CONSIGNE DONNÉE A>
Renvoie mot pour mot le passage du récit de la fête de la musique qui commence aux mots "Nous dansons et" et s'arrête après "organisée et tolérée.".

EXTRAIT DU DOCUMENT>
********************

Je t'emmène faire le tour de ma drôle de vie... J'ai des idées dans la tête et je fais ce que j'ai envie...
Évidemment
sous la moiteur d'hier la musique coulait à flot, l'alcool résonnait
partout dans les rues, à moins que ce n'ai été l'inverse; ma tête ne
s'en souvient pas. Nous avons bu un peu dans la salle de convivialité,
pour nous échauffer, sur quelques notes de muscadet. Puis nous avons
marché, à mes cotés il y a T. qui est fort sympathique d'ailleurs, nous
rions, nous parlons vraiment. Et débarque B. qui nous rejoint, je l'aime
vraiment bien ce grand nounours sous son manteau de répartie et de
boutades bien placées. Il me prend sous son aile et ça me réconforte.
Nous dansons et nous nous embrassons sur les bouches, tous ensemble
comme une sacré ronde de chaises musicales, riant de ces mascarades
amicales. Je deviens enfin autre sous le regard flou de la pleine lune,
elle m'observe celle-ci l’œil rieur. Mes épaules sont emportées par son
bras et puis par la musique, qu'est ce qu'on peut en avoir à faire après
tout c'est la fête de la musique jour de débauche organisée et tolérée.

********************

Enregistrements du jeu de données de pointage>
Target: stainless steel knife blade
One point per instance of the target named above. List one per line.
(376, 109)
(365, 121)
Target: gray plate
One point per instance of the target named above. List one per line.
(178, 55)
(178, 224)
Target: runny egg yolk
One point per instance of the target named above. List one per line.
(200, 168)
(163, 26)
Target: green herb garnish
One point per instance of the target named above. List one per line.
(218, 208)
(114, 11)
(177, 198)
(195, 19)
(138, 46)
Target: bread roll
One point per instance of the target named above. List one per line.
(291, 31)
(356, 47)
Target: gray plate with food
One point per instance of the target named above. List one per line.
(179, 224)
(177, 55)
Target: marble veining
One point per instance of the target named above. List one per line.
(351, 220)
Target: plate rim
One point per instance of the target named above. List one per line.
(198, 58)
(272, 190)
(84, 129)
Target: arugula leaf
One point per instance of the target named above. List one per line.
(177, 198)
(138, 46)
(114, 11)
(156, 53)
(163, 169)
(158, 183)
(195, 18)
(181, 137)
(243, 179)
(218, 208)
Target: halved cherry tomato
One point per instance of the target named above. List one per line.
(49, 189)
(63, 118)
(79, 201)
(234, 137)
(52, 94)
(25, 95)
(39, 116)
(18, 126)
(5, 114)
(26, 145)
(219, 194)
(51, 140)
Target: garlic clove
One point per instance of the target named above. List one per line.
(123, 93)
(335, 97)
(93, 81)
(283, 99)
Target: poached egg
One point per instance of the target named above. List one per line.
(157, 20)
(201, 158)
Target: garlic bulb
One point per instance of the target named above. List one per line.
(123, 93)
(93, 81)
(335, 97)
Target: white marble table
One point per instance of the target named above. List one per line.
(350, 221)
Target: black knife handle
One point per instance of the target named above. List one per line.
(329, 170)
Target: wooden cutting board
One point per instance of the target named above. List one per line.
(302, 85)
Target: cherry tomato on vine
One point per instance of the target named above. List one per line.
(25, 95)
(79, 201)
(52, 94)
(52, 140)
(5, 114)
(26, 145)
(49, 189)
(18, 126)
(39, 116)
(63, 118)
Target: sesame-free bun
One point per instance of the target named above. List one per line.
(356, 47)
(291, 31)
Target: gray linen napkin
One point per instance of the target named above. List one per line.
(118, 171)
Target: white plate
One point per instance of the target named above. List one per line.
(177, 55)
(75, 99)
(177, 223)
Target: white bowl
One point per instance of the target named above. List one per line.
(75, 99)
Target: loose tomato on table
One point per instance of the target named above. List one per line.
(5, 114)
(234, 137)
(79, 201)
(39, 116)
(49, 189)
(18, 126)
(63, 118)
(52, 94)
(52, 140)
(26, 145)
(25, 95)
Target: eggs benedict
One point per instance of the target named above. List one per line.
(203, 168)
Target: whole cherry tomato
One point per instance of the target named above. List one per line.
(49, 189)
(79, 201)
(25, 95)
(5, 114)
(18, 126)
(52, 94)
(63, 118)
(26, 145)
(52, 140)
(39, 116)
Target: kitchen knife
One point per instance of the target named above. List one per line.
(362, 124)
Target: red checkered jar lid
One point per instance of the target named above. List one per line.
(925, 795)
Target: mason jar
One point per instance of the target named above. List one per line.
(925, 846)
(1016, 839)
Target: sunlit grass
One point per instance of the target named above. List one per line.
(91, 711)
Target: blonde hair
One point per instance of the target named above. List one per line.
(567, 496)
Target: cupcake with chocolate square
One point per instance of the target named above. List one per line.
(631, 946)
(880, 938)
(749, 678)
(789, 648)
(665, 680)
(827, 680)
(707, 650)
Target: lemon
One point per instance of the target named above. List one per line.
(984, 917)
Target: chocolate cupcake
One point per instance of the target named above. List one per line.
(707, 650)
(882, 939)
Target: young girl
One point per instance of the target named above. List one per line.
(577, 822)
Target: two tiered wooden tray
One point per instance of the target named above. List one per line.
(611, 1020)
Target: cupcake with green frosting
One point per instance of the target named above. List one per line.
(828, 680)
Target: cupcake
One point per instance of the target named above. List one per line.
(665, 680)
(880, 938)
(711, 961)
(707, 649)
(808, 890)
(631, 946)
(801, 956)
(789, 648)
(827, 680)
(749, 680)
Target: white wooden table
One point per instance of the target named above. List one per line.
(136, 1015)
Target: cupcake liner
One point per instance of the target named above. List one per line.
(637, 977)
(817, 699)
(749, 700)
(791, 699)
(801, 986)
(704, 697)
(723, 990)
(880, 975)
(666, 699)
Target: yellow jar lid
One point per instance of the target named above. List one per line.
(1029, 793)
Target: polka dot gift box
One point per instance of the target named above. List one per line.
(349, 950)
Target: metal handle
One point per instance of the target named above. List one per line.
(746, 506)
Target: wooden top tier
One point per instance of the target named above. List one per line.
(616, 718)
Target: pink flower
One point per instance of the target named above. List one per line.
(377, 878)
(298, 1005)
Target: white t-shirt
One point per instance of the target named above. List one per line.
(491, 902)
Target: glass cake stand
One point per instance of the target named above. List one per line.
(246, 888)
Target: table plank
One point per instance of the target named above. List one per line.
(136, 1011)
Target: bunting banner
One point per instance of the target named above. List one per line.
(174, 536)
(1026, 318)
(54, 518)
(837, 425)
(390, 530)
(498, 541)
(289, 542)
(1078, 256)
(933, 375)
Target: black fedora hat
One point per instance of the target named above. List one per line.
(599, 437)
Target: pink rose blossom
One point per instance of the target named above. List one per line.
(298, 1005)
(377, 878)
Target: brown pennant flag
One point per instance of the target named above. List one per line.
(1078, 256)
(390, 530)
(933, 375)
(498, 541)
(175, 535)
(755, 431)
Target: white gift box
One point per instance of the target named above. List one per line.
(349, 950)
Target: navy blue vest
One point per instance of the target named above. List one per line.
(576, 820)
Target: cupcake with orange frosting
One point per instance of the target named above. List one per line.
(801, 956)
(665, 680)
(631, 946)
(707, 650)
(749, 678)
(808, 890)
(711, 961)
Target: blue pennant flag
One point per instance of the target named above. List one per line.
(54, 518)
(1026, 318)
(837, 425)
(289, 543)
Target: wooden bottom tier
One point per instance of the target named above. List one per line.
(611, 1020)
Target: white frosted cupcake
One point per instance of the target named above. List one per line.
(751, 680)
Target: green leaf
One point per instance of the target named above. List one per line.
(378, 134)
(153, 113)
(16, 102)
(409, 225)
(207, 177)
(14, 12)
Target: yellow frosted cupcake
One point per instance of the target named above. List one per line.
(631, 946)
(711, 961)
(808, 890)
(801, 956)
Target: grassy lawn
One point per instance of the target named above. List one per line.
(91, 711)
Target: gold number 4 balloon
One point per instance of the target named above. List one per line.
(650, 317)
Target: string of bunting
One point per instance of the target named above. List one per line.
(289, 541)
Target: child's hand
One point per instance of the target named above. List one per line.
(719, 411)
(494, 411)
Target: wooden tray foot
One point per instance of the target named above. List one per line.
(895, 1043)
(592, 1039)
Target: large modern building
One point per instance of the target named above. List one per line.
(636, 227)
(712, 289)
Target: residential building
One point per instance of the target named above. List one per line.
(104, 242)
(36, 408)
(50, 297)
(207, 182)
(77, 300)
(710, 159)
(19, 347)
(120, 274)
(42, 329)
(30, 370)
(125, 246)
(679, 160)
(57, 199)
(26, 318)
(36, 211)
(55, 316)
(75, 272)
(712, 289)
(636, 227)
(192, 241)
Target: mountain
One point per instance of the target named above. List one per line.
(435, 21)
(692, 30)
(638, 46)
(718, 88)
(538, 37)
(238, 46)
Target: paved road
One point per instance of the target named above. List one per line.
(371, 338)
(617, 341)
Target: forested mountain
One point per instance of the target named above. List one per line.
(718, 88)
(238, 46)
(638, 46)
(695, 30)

********************

CONSIGNE DONNÉE B>
Repère dans les enregistrements chaque ligne contenant la chaîne "building", puis recopie ces lignes en tenant compte de la casse.

RÉPONSE CORRECTE A>
Nous dansons et nous nous embrassons sur les bouches, tous ensemble
comme une sacré ronde de chaises musicales, riant de ces mascarades
amicales. Je deviens enfin autre sous le regard flou de la pleine lune,
elle m'observe celle-ci l’œil rieur. Mes épaules sont emportées par son
bras et puis par la musique, qu'est ce qu'on peut en avoir à faire après
tout c'est la fête de la musique jour de débauche organisée et tolérée.

RÉPONSE CORRECTE B>
Target: large modern building
Target: residential building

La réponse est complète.